-- Begin Dataset rows --
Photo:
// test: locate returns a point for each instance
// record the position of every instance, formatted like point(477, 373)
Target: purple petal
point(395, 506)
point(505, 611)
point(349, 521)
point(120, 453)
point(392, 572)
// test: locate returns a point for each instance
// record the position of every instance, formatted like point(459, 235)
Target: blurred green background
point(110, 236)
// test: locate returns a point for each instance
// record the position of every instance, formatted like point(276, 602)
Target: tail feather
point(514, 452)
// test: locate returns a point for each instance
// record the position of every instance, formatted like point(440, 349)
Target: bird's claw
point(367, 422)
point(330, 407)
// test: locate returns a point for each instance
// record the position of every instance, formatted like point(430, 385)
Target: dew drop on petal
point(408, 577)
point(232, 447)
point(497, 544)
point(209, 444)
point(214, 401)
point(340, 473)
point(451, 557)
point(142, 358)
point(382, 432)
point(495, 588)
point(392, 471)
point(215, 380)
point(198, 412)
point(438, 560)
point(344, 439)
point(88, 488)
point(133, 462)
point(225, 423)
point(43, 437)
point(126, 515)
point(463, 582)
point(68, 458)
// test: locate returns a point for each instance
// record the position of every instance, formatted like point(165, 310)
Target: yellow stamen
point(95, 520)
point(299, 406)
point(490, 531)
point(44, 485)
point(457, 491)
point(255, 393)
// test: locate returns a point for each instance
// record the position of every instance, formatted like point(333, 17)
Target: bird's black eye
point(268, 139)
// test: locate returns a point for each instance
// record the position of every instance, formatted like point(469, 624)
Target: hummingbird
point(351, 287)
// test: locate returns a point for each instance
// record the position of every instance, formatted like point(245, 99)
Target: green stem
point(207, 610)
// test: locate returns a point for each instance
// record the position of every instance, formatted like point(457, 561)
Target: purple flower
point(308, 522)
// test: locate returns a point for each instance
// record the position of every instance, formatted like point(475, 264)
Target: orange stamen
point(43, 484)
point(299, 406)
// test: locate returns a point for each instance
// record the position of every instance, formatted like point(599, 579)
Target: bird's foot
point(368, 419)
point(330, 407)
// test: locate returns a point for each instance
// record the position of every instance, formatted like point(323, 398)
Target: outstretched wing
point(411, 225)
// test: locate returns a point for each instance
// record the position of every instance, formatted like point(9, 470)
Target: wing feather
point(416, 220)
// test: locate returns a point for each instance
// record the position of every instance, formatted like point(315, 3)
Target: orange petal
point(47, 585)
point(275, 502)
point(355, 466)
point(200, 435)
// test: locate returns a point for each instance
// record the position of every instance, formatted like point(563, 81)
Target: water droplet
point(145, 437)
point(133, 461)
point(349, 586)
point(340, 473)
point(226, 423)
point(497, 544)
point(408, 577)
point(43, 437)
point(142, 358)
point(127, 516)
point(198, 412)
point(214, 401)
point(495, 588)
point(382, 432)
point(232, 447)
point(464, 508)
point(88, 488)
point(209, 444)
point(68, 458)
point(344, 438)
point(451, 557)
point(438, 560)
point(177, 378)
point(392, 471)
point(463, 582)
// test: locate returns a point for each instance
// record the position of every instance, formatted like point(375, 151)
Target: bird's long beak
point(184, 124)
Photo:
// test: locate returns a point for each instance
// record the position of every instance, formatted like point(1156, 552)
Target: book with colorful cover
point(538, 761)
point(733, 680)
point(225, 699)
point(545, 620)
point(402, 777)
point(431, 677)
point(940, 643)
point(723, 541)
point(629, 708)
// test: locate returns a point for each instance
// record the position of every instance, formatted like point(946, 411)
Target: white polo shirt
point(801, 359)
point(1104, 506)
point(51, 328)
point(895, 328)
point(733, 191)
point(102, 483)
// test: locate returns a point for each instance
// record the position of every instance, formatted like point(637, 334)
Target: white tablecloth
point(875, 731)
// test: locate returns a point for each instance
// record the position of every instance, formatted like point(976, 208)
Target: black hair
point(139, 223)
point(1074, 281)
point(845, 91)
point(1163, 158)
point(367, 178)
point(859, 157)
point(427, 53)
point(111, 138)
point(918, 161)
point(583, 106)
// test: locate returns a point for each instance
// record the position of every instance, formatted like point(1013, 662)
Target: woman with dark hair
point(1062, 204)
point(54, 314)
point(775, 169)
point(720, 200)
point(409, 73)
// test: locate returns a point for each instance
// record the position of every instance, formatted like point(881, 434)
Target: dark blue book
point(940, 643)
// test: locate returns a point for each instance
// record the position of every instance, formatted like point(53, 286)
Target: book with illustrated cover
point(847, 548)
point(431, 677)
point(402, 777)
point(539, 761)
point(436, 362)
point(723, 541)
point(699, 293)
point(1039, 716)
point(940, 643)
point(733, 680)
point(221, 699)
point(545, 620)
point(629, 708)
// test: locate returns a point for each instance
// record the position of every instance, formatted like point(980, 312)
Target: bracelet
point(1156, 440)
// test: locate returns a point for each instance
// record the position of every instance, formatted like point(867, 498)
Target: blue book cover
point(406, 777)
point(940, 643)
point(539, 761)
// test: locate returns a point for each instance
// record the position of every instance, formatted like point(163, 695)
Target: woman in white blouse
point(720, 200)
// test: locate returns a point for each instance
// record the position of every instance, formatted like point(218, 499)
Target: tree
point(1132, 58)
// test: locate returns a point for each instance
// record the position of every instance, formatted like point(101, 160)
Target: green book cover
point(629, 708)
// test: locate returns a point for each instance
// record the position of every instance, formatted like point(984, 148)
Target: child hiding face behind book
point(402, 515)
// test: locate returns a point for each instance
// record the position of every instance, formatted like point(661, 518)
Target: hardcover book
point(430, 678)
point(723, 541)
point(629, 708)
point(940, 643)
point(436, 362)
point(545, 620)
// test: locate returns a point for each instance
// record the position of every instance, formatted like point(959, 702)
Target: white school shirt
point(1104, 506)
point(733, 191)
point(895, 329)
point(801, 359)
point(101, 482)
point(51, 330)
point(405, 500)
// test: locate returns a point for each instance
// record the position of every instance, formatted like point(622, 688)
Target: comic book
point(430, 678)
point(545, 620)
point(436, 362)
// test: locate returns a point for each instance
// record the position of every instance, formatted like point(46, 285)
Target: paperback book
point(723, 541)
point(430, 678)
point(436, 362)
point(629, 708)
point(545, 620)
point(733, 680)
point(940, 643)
-- End Dataset rows --
Problem to solve
Can you write out every line from the start of the entries through the line containing "point(392, 572)", both ends included, with 101 added to each coordinate in the answers? Keep the requests in, and leave the numbers in the requests and their format samples unchanged.

Full answer
Photo:
// test: locate returns a point for each instance
// record the position of every instance, formatted like point(477, 373)
Target: purple petal
point(496, 607)
point(606, 712)
point(450, 622)
point(221, 554)
point(493, 673)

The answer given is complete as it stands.